Extracted records:
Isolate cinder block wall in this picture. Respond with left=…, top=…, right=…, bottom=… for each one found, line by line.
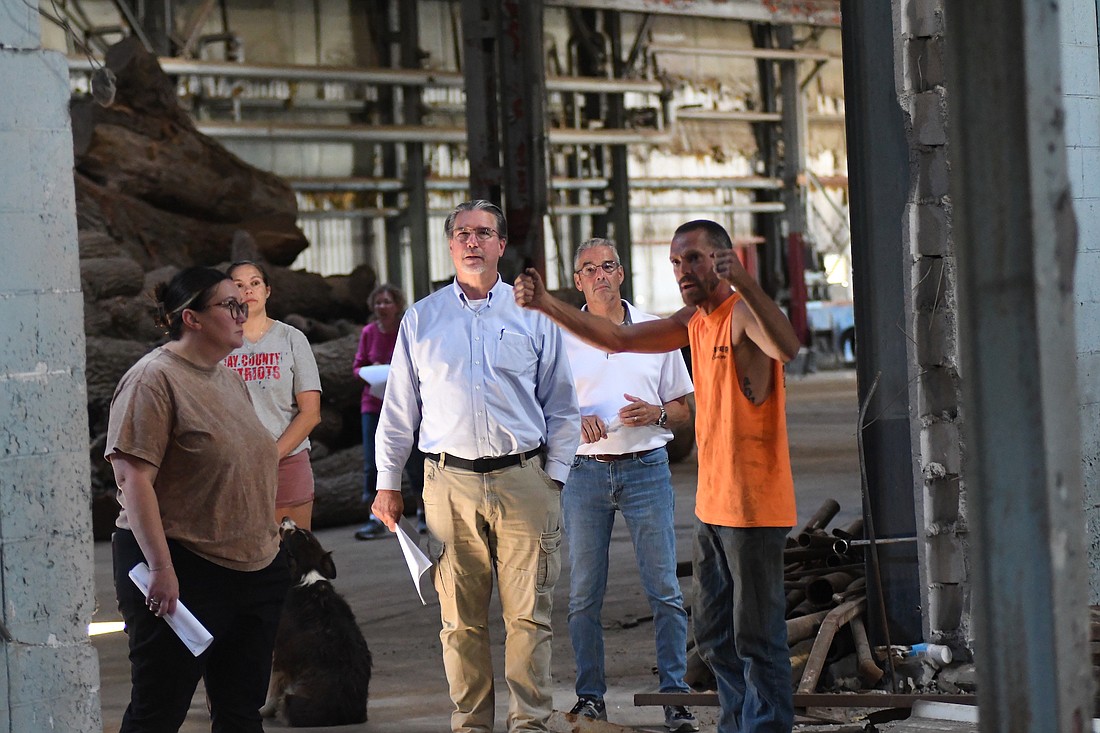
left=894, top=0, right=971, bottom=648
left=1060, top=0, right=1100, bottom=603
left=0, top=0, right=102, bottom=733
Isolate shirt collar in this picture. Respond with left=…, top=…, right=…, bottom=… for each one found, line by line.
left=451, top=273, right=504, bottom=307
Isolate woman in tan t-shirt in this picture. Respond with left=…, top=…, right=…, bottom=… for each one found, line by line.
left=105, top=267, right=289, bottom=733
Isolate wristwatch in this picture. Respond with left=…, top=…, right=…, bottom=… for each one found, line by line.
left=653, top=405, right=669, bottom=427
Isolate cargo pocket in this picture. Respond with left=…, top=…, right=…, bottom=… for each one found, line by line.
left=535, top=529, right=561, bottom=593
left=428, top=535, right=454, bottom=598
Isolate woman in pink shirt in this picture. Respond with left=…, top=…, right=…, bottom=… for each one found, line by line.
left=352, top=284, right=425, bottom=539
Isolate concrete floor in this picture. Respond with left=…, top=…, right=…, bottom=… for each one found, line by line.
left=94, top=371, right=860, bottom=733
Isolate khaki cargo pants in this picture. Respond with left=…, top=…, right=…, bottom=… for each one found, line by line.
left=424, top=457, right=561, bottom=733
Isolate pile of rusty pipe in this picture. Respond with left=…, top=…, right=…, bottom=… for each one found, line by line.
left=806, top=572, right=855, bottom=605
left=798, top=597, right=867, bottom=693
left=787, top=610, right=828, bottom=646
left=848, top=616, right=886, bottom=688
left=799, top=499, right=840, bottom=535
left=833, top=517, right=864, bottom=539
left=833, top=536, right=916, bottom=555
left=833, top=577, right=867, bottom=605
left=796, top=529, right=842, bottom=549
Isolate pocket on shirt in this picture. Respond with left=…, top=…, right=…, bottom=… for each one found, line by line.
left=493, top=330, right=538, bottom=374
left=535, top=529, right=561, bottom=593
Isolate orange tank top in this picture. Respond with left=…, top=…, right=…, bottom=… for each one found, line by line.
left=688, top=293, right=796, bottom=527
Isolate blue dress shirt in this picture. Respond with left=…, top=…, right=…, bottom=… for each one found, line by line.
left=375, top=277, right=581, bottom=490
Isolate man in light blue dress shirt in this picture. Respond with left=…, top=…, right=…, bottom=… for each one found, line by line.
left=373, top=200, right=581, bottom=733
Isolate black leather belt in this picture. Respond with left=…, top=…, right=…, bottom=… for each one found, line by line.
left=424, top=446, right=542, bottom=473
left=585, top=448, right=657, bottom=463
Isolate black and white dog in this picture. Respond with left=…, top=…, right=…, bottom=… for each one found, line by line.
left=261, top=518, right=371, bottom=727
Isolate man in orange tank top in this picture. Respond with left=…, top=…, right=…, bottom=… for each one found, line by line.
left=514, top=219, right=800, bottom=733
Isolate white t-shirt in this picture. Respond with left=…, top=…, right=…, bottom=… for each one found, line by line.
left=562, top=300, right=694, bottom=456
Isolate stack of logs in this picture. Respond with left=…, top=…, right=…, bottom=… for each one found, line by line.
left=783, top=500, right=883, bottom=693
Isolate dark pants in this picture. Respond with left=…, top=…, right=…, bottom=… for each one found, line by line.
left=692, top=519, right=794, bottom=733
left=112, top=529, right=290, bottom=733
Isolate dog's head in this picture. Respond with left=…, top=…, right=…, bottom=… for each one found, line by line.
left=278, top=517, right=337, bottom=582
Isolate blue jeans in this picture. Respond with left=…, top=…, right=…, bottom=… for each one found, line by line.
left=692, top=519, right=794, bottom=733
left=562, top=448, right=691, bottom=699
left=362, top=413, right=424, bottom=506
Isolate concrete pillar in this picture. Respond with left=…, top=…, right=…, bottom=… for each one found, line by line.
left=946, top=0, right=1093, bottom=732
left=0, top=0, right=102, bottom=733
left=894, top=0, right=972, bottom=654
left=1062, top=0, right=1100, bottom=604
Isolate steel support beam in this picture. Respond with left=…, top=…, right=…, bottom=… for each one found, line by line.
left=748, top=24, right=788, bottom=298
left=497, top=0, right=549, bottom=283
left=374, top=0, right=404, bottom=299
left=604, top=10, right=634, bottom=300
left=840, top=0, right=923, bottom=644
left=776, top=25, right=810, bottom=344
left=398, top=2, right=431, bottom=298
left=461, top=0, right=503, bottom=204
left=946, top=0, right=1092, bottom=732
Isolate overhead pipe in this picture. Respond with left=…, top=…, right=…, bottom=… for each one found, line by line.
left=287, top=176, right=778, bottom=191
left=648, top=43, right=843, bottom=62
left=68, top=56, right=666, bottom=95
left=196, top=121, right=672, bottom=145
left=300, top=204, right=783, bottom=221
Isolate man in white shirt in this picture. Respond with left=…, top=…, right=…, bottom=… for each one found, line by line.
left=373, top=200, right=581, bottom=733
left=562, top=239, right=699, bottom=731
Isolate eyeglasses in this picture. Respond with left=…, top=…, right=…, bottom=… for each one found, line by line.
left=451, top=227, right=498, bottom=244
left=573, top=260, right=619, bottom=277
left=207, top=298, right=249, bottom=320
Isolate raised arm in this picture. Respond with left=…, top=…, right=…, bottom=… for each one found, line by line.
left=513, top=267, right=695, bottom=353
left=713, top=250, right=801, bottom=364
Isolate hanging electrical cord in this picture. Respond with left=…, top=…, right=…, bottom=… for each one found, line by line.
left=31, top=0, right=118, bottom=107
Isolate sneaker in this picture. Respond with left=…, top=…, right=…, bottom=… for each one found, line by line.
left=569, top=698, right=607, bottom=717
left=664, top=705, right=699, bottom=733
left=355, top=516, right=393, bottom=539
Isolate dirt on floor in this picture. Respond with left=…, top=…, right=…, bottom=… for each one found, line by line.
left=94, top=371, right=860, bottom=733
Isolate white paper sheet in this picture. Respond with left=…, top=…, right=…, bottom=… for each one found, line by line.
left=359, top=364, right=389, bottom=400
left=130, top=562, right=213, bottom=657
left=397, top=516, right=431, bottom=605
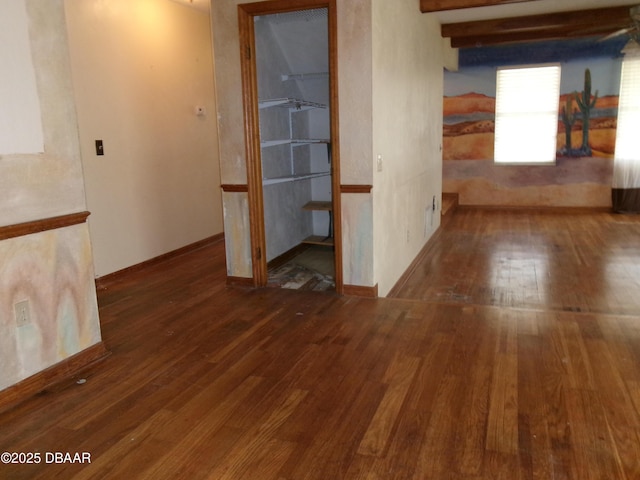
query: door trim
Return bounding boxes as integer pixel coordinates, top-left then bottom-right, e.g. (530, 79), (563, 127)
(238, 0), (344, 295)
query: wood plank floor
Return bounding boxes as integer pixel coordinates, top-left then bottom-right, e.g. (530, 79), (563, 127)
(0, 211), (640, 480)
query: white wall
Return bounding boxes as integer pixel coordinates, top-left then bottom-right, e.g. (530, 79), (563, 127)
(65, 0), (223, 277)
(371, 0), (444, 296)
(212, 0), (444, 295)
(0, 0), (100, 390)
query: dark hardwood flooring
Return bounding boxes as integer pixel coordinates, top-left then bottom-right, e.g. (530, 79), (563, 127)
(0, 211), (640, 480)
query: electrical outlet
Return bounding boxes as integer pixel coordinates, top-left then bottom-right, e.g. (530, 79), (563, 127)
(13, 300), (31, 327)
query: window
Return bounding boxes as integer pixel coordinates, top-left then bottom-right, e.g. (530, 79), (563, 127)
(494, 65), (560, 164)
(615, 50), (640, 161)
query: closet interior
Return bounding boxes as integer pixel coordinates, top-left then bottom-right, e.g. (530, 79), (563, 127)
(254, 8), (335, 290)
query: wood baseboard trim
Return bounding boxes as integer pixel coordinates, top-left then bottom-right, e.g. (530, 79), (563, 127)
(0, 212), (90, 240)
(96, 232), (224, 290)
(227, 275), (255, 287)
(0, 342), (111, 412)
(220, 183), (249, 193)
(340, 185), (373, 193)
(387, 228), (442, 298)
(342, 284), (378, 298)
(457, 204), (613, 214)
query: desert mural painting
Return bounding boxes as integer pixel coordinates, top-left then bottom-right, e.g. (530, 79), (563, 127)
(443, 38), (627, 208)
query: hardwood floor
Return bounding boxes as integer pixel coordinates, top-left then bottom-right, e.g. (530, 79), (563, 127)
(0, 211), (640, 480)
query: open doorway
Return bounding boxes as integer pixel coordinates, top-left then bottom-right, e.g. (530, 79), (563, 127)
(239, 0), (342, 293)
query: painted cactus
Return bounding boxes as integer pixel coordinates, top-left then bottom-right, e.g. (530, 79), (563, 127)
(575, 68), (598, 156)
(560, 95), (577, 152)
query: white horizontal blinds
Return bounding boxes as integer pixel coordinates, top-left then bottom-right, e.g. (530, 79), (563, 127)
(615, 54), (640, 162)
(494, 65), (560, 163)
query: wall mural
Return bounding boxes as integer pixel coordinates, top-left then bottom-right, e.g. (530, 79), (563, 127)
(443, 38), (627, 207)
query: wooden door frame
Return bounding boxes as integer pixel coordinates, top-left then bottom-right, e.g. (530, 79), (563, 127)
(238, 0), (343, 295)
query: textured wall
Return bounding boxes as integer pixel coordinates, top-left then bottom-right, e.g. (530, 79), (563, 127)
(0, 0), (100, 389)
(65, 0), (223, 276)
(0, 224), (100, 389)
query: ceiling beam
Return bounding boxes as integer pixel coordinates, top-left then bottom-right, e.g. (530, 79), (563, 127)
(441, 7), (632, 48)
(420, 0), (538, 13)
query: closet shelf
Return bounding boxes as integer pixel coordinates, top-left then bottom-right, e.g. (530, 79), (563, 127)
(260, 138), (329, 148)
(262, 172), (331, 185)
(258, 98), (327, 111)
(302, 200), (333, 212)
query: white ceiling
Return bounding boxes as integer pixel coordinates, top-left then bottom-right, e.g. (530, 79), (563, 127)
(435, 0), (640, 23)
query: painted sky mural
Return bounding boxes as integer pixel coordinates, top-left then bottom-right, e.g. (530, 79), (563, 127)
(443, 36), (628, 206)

# What the exercise asks
Swap "wristwatch" for "watch" in the data between the line containing "Isolate shirt collar" and the line containing "left=653, top=405, right=669, bottom=427", inclusive. Return only those lines, with nothing else changed.

# Answer to this task
Isolate shirt collar in this picture. Respond with left=…, top=…, right=…, bottom=… for each one found, line by line.
left=451, top=273, right=504, bottom=307
Isolate woman in tan t-shirt in this picture. Respond with left=…, top=…, right=…, bottom=… for each one found, line by line.
left=105, top=267, right=289, bottom=733
Isolate watch in this picture. Respond with left=…, top=…, right=…, bottom=… for each one found, line by line.
left=653, top=405, right=669, bottom=427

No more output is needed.